## Excerpted passage

The declaration appears as Bitcoin pops back above $50,000, with its addition in a Gold-Bond portfolio outperforming the S&P 500 index.

What is protecting an investment portfolio from potential stock market volatility? As per Bloomberg Intelligence's Mike McGlone, a merged exposure of Bitcoin (BTC), gold, and government bonds.

The senior commodity strategist, who sees BTC heading to $100,000, pitted derivatives in a new report representing the three safe-haven assets against the performance of the S&P 500 index, finding that the trio has been outperforming the benchmark Wall Street index at least since the start of 2020.

Bitcoin-Gold-Bonds performance against the S&P 500 index. Source: Bloomberg Intelligence

The Bitcoin-Gold-Bonds index took data from the Grayscale Bitcoin Trust (GBTC), SPDR Gold Shares (GLD) and iShares 20+ T- Bond ETF (TLT). The three funds enable investors to gain exposure in the market without requiring to hold/own the physical asset.

Bitcoin more profitable than gold and bonds

McGlone noted that Bitcoin did some heavy lifting in making investors' risk-off strategy successful, adding that their portfolios "appear increasingly naked" without the flagship cryptocurrency even if they remain exposed to gold and bonds.

The statement took cues from the performance of Bitcoin, gold, and the 10-year US Treasury yield against the prospect of rising quantitative easing and debt-to-GDP levels. Since March 2020, Bitcoin has risen almost 1,190%, which comes to be extensively better than spot gold's 25.93% spike.

BTC/USD weekly price chart. Source: TradingView.com

Meanwhile, the U.S. 10-year bond yield has jumped from its record low of 0.33% to 1.326% in the same period.

## Information supplied
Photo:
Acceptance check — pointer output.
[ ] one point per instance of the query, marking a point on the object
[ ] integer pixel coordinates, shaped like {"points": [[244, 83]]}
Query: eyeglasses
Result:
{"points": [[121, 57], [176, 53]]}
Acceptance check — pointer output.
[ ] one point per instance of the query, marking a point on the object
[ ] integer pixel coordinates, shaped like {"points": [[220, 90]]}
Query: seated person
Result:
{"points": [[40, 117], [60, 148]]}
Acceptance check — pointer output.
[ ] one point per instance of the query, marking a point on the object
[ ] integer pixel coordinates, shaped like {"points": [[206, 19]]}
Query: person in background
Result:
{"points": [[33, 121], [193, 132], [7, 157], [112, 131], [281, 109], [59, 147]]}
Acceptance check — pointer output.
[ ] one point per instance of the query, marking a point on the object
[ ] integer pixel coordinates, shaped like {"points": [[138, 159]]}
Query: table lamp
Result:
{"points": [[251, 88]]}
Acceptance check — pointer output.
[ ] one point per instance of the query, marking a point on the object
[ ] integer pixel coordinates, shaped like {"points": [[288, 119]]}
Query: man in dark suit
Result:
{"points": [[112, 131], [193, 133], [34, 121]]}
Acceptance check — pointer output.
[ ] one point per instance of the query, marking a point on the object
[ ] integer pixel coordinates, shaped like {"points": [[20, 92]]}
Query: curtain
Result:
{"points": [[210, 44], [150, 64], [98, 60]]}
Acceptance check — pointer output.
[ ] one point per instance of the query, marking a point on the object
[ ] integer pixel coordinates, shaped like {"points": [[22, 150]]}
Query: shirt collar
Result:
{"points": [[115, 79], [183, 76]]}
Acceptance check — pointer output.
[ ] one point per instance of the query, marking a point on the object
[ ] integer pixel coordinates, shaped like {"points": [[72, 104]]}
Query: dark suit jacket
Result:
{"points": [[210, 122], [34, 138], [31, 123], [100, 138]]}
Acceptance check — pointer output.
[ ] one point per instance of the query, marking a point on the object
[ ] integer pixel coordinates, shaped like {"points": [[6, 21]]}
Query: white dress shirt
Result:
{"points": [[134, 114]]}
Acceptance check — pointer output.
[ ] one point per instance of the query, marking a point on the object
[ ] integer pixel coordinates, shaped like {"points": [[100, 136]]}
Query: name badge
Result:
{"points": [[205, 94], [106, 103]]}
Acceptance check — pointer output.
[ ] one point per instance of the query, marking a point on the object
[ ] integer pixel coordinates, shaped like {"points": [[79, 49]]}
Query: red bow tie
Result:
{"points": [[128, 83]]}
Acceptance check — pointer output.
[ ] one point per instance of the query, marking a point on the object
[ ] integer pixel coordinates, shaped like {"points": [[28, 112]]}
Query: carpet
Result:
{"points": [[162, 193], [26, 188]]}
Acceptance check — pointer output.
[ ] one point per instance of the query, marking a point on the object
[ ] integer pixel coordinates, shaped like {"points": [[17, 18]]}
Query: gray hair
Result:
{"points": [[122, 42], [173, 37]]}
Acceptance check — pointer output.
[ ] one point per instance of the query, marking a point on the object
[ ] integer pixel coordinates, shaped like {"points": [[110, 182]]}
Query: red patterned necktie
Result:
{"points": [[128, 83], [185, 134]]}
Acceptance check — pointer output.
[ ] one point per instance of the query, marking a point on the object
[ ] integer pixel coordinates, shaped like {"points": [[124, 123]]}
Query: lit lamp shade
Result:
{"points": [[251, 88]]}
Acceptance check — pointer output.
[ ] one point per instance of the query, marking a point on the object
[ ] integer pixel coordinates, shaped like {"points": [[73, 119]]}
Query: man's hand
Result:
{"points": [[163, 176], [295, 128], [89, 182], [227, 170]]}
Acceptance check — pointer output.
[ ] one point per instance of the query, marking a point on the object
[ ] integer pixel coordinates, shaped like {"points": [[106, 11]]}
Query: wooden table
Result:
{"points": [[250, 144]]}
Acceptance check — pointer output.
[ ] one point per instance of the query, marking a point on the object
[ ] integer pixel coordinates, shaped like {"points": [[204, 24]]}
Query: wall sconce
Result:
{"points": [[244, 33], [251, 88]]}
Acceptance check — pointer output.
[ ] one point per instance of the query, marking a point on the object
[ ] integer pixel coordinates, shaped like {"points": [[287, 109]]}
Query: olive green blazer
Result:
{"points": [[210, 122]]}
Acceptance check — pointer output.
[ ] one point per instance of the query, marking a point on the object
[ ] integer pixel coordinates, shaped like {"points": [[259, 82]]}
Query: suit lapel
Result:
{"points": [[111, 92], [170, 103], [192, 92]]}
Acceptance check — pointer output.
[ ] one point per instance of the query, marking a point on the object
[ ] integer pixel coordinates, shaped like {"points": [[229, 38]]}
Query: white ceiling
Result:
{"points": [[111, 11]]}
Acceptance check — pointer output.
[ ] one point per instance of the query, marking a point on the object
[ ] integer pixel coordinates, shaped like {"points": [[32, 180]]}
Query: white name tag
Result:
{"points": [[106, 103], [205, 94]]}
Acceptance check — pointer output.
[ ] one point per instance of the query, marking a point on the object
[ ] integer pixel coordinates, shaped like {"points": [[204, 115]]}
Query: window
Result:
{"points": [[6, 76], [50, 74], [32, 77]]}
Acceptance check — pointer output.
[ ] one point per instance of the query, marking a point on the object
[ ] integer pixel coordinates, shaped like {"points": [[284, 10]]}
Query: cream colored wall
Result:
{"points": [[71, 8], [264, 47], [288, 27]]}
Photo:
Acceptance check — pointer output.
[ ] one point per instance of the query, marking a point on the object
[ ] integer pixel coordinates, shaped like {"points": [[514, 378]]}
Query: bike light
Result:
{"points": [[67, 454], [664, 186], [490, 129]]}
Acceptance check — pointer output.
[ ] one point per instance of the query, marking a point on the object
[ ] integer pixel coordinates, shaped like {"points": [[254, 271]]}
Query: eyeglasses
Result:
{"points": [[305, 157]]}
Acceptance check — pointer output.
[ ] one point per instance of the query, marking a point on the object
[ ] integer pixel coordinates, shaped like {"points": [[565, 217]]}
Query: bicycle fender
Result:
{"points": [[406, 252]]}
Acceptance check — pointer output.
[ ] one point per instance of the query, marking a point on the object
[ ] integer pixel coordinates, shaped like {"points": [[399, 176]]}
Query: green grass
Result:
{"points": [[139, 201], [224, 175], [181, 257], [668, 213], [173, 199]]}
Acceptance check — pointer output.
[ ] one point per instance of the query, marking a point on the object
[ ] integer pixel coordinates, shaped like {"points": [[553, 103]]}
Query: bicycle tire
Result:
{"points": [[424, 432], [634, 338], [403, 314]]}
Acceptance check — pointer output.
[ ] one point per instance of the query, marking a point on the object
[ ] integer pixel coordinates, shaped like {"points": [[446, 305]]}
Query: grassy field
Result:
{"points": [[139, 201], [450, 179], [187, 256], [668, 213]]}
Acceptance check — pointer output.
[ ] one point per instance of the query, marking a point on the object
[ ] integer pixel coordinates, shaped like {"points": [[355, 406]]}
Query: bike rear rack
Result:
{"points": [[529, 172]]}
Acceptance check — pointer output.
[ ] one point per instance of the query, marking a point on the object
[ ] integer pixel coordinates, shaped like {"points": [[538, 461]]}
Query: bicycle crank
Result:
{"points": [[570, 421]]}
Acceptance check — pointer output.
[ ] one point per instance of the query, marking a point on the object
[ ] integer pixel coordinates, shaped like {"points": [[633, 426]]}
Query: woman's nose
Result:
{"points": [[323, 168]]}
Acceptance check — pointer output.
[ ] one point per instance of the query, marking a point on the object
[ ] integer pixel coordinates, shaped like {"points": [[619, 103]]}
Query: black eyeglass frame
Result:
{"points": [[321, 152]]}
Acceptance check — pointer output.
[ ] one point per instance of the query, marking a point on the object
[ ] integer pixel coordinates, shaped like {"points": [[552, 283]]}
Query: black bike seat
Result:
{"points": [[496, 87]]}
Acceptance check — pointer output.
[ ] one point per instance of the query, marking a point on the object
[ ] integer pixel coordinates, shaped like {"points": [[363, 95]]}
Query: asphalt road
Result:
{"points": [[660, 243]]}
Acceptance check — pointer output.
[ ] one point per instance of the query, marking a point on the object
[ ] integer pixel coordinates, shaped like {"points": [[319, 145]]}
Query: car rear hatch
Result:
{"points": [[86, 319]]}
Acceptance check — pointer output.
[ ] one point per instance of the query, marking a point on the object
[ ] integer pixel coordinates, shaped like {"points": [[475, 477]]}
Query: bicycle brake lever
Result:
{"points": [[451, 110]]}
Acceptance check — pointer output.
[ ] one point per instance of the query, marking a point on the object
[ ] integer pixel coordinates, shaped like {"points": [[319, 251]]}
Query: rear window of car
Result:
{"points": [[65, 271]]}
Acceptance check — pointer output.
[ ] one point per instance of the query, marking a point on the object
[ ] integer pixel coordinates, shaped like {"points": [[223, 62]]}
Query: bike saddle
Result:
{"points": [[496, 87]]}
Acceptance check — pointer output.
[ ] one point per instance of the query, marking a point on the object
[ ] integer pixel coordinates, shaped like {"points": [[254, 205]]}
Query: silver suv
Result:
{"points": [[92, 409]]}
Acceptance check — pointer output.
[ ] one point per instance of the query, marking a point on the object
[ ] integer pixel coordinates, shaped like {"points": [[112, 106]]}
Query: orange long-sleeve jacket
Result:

## Directions
In the Bitcoin, gold, and bonds article, what was McGlone's claim that portfolios "appear increasingly naked" without Bitcoin based on? Explain in one to three sentences. The records come from a separate source.

## Exercise solution
The claim drew on how Bitcoin, gold, and the 10-year US Treasury yield performed against the prospect of rising quantitative easing and debt-to-GDP levels. Since March 2020, Bitcoin had risen almost 1,190%, far more than spot gold's 25.93% rise.